Collected data:
☆ ☆ ☆ ☆ ☆ ☆ ☆
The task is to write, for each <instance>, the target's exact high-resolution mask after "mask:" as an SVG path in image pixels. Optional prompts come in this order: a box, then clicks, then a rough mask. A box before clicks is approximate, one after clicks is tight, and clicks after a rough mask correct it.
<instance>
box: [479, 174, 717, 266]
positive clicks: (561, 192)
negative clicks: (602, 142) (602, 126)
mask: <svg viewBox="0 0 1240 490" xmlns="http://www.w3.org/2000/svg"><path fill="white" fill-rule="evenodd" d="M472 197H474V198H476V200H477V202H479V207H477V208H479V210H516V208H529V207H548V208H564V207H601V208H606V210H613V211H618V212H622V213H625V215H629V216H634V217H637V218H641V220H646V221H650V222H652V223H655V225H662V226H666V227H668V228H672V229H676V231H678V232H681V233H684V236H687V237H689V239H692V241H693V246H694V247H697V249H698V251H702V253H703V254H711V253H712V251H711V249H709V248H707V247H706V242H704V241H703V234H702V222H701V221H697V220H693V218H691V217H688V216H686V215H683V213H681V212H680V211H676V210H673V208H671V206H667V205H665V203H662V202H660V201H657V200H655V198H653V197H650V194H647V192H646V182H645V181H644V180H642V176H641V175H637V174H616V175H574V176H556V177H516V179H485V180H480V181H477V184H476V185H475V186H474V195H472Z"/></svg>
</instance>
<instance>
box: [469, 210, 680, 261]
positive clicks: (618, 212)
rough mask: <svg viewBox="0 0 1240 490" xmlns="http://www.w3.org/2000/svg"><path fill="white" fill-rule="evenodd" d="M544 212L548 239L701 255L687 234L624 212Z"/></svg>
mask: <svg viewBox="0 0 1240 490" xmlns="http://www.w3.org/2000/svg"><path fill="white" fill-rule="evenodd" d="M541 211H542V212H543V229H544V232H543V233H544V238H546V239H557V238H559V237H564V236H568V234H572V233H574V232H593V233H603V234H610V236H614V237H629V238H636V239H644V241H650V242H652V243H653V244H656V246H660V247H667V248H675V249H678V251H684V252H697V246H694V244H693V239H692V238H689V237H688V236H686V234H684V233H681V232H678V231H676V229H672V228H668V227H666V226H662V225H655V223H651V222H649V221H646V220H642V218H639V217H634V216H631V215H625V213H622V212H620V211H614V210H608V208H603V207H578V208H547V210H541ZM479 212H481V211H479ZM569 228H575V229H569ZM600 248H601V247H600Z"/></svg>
☆ ☆ ☆ ☆ ☆ ☆ ☆
What is expected
Extract every line of the records above and reproduce each one without any change.

Answer for this exercise
The task is to write, for each <instance>, the target's exact high-resolution mask after "mask:" as an SVG path in image pixels. Optional prompts come in this order: a box, then clicks, then a rough mask. A box before clicks is approximate, one after clicks is tight, and clicks after a rough mask correct it.
<instance>
box: [479, 174, 717, 266]
positive clicks: (561, 192)
negative clicks: (602, 142) (602, 126)
mask: <svg viewBox="0 0 1240 490" xmlns="http://www.w3.org/2000/svg"><path fill="white" fill-rule="evenodd" d="M472 197H474V198H476V200H477V202H479V207H477V208H479V210H516V208H529V207H548V208H564V207H601V208H606V210H613V211H618V212H622V213H625V215H629V216H634V217H637V218H641V220H646V221H650V222H652V223H655V225H662V226H666V227H668V228H672V229H676V231H678V232H681V233H684V236H687V237H689V239H692V241H693V246H694V247H697V249H698V251H702V253H703V254H711V253H712V251H711V249H709V248H707V247H706V242H704V241H703V234H702V222H701V221H697V220H693V218H691V217H688V216H686V215H683V213H681V212H680V211H676V210H673V208H671V206H667V205H665V203H662V202H660V201H657V200H655V198H653V197H650V194H647V192H646V182H645V181H644V180H642V176H641V175H637V174H616V175H574V176H556V177H516V179H485V180H480V181H477V184H476V185H475V186H474V195H472Z"/></svg>
</instance>
<instance>
box: [469, 210, 680, 261]
positive clicks: (618, 212)
rough mask: <svg viewBox="0 0 1240 490" xmlns="http://www.w3.org/2000/svg"><path fill="white" fill-rule="evenodd" d="M544 212L548 239L701 255L687 234L624 212Z"/></svg>
mask: <svg viewBox="0 0 1240 490" xmlns="http://www.w3.org/2000/svg"><path fill="white" fill-rule="evenodd" d="M541 211H542V212H543V229H544V232H543V233H544V238H546V239H557V238H559V237H564V236H568V234H572V233H574V232H593V233H603V234H610V236H614V237H629V238H636V239H644V241H650V242H652V243H653V244H656V246H660V247H667V248H675V249H678V251H684V252H697V246H694V244H693V239H692V238H689V237H688V236H686V234H684V233H681V232H678V231H676V229H672V228H668V227H666V226H662V225H655V223H651V222H649V221H646V220H642V218H639V217H634V216H631V215H625V213H622V212H620V211H614V210H608V208H603V207H578V208H547V210H541ZM479 212H481V211H479ZM569 228H575V229H569ZM600 248H601V247H600Z"/></svg>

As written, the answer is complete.